(Beginning of Source document)
We will refer to what you are used to calling Gray hair – as WHITE HAIR for this Post and all future posts ( so we are speaking in the proper ‘Form’- I’m sure I will make mistakes – bare with me) The strands appear gray, but actually are white or color-less laying next to strands with color in them . . . that configuration gives the appearance of those hairs as gray hair. There is also the theory that as the pigment is being halted from filling those strands of hair – it goes from being a rich brown/black….to a faded color …..a faded color most of you call: …………….gray.
Visualize each strand of hair of your head as a tube ; like a plastic straw . . . when that tube is full of your natural virgin color / pigment / or melanin, you will have no “gray / white hair” appearance. As one ages that pigment begins seeping out of that tube - slowly. The rate, the amount, the speed all differ from person to person. Some never get gray – AT ALL – some begin getting it at 11 – 12 years old. The rate, the amount, the speed all differ from person to person. A lot has to do with heredity, ageing and some say stress ( I’m not a believer in that one).
White hair is also a completely different texture than pigmented hair, which is a result of there being no substance (pigment) in those strands. So if the texture has been changed, how would that affect the hair? White hair’s texture makes it resistant to permanent hair color. Typical white hair has a wiry texture and a tough compact cuticle. Remember the cuticle is what “opens” allowing the hair color IN to change the color, so if it is compact and not able to open easily - - that is just 1 of the many reasons White hair is tough to deal with. Coarse, resistant White hair can also be tricky to fully saturate with hair color…wiry gray hairs just naturally try to separate themselves from the whole hair color application by springing up here and there – which then allows them to dry out (keeping the hair color from working the solid 50-65 minutes it needs to) in order to last 4, 6, sometimes 8 weeks.
(End of Source document)
(Beginning of Records supplied)
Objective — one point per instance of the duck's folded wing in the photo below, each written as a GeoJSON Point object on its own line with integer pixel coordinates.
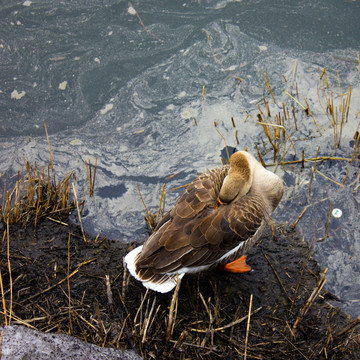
{"type": "Point", "coordinates": [204, 240]}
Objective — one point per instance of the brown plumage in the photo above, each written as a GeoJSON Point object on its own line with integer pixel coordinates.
{"type": "Point", "coordinates": [218, 217]}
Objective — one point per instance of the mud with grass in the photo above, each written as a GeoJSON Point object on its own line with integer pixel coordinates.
{"type": "Point", "coordinates": [57, 278]}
(End of Records supplied)
What to work on — Write out, word for word, the passage of the white hair text between "We will refer" and "you call: …………….gray.", inclusive.

Result —
We will refer to what you are used to calling Gray hair – as WHITE HAIR for this Post and all future posts ( so we are speaking in the proper ‘Form’- I’m sure I will make mistakes – bare with me) The strands appear gray, but actually are white or color-less laying next to strands with color in them . . . that configuration gives the appearance of those hairs as gray hair. There is also the theory that as the pigment is being halted from filling those strands of hair – it goes from being a rich brown/black….to a faded color …..a faded color most of you call: …………….gray.